Collect each line of the records below that contains the word "MUST" and copy it in full.
>> START Information provided
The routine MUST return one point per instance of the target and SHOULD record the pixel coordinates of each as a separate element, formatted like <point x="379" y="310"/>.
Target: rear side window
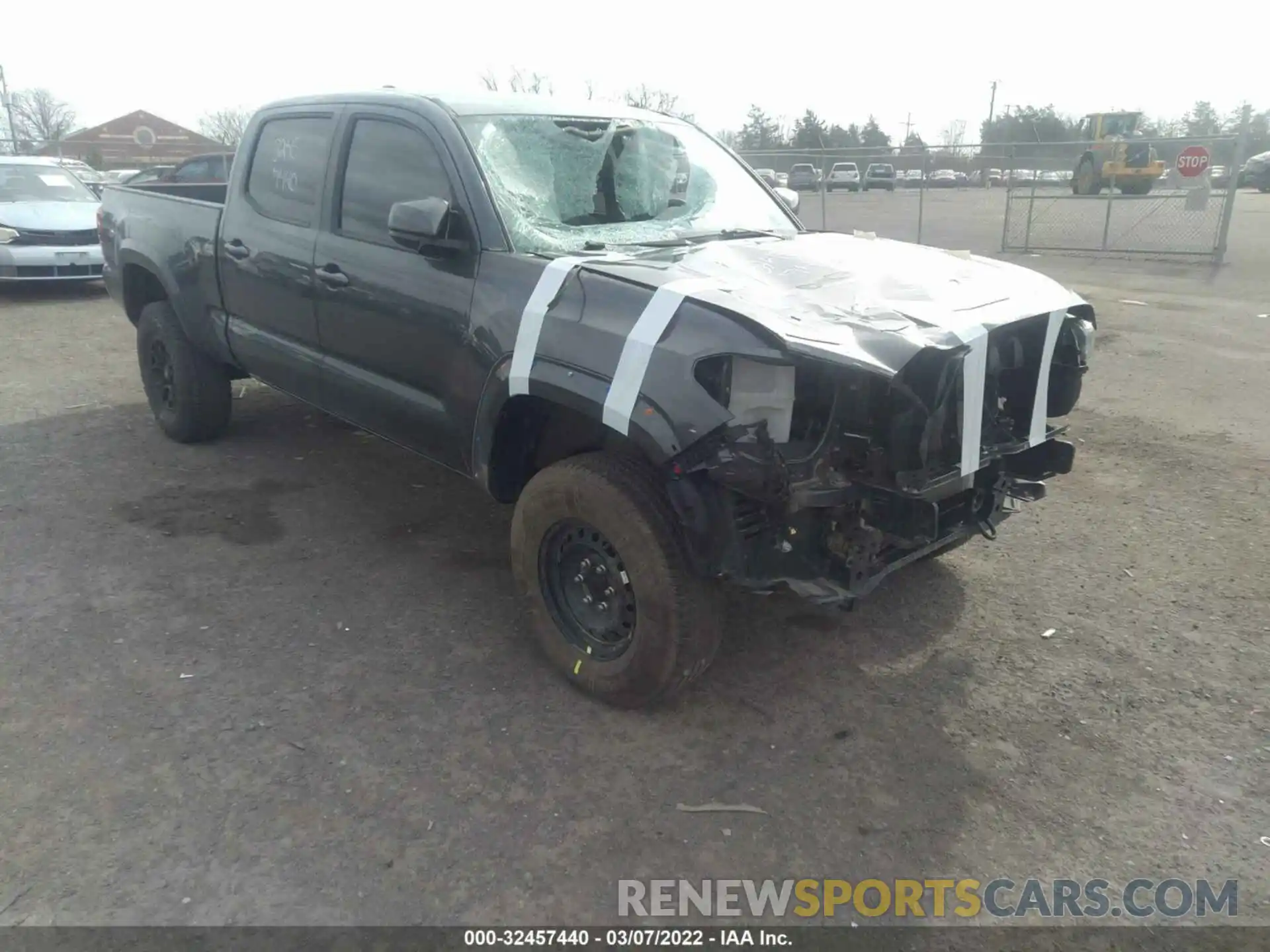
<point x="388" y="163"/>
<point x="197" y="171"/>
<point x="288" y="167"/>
>> END Information provided
>> START Information provided
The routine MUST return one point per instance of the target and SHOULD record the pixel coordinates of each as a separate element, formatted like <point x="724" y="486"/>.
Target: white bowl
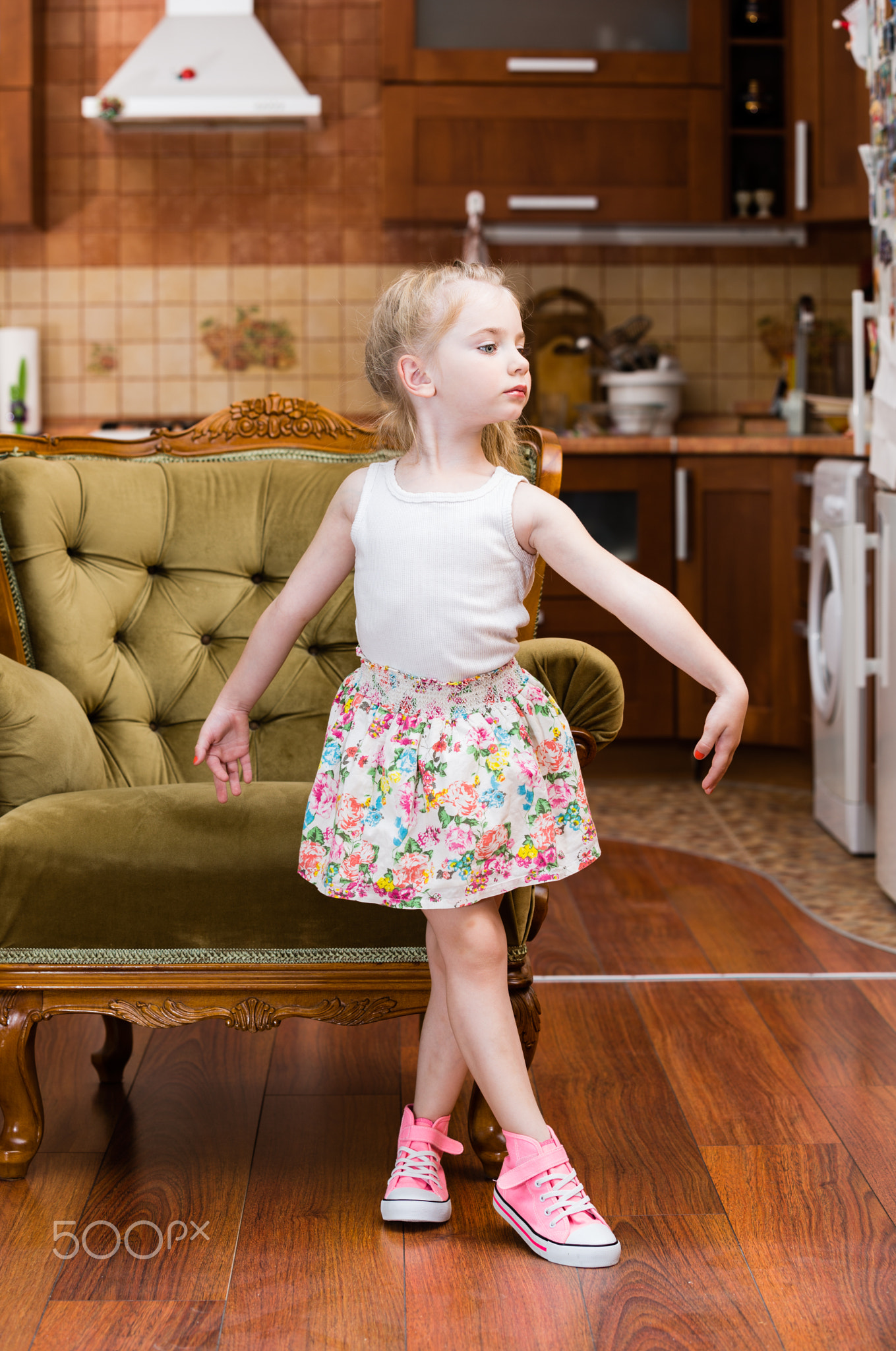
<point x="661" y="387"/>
>> END Information provided
Answer to this exercise:
The routine MUST return one point per instance of the target and SHOULD record the pixel coordinates of each as a separate element, formatted like <point x="379" y="310"/>.
The routine MUST return one point per instance of the target and SHOULD record the pixel coordinates of each as a separate element, formatted like <point x="724" y="486"/>.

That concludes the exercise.